Rutherford strengthens Hogan, but it’s still an uphill slog
Boyd Rutherford did not have to be reminded about what he told me at a holiday party in December.
“I know I told you I’d never do this,” Rutherford said last week, grinning as he grabbed my arm. But he is doing it after all — running for lieutenant governor on a ticket with Larry Hogan.
Back in December, I had run into Rutherford at the typically packed party of Davis Agnor Rappaport & Skalny on Columbia’s downtown lakefront.
The party was just two weeks after Hogan had announced he was going to announce for governor in January. He threw a big party at the GOP semiannual convention to make the announcement of the announcement. I wrote at the time:
“Hogan was introduced by attorney Boyd Rutherford, who most people in the room didn’t recognize. Rutherford would make an interesting choice as a running mate for Hogan. The Howard County attorney is African American and former secretary of General Services in the Ehrlich administration, as well as an assistant U.S. secretary of agriculture under President Bush.”
It was just informed speculation. Hogan told me after last Thursday’s big announcement that he was not even thinking about a running mate when he had Rutherford introduce him, but maybe that blog post put the thought in his mind. They actually didn’t discuss it until mid-January, Hogan said.
The choice of Rutherford enhances the ticket. Hogan has strong private sector experience running his own real estate company and a four-year stint as Ehrlich’s appointments secretary — in charge of filling government posts. Rutherford’s bio shows he has longer government management experience as well as diverse work in the private sector. He is that relatively rare bird in Maryland — a conservative African American Republican.

§ **DIRECTIVES**:
[a] In the Rutherford column, when did Hogan and Rutherford first talk about Rutherford becoming his running mate?
[b] Repeat the part of the Rutherford column that opens with the words containing "The choice of" and closes with "African American Republican.".
[c] Pick up the Rutherford column from where it stops and keep writing.
The records that come next play no part in the work.

§ **ENTRIES SUPPLIED**:
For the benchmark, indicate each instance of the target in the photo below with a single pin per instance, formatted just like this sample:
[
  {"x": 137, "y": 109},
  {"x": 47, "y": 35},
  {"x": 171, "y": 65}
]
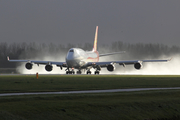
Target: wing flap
[
  {"x": 40, "y": 62},
  {"x": 104, "y": 64}
]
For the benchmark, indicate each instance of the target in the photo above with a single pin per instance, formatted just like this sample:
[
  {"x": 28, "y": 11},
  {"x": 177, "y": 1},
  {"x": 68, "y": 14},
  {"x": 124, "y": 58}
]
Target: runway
[{"x": 88, "y": 91}]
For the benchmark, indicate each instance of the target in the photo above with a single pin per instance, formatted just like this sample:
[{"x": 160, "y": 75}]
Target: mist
[{"x": 161, "y": 68}]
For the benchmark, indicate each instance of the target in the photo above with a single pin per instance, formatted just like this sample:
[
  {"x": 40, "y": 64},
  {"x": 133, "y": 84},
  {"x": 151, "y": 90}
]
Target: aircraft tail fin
[{"x": 95, "y": 39}]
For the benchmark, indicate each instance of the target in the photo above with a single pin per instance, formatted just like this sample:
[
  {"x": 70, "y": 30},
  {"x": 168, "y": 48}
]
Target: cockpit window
[{"x": 71, "y": 51}]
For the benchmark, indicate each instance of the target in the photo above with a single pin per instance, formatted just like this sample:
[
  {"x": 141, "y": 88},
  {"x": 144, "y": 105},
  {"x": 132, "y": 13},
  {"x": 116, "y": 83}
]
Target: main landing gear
[
  {"x": 70, "y": 72},
  {"x": 78, "y": 72},
  {"x": 96, "y": 72}
]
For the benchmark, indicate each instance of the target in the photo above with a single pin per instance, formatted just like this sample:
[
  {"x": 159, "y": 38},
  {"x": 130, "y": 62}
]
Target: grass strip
[{"x": 29, "y": 83}]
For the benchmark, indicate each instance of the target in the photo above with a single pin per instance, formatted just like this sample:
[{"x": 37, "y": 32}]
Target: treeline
[{"x": 34, "y": 50}]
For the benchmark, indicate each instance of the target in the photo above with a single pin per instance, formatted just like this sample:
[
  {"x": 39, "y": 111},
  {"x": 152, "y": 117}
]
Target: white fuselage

§ **ANSWERS FOR THIS EXERCISE**:
[a] They first talked about it in mid-January.

[b]
The choice of Rutherford enhances the ticket. Hogan has strong private sector experience running his own real estate company and a four-year stint as Ehrlich’s appointments secretary — in charge of filling government posts. Rutherford’s bio shows he has longer government management experience as well as diverse work in the private sector. He is that relatively rare bird in Maryland — a conservative African American Republican.

[c]
Hogan’s delayed entry into the race was once questioned as a strategy, but now looks like part of a well-executed plan. That’s especially true after January’s campaign finance reports show the other three Republicans with very weak fundraising figures.
Hogan brings several advantages to the race. He is not a career politician, although he has strong political credentials. His father of the same name was Prince George’s County’s last Republican executive and a congressman who bravely voted for the impeachment of President Richard Nixon — a fact that generated astounding applause from Hogan’s heavily Republican audience last week.
Hogan can stir up a crowd with a well-delivered and simple message about jobs, taxes and the economy, the message of Change Maryland he has honed over two and half years. He continues to emphasize his cross-over appeal to Democrats unhappy with Gov. Martin O’Malley and his chosen successor, Lt. Gov. Anthony Brown.
“This isn’t a fight between right and left, it’s a fight between right and wrong,” says Hogan.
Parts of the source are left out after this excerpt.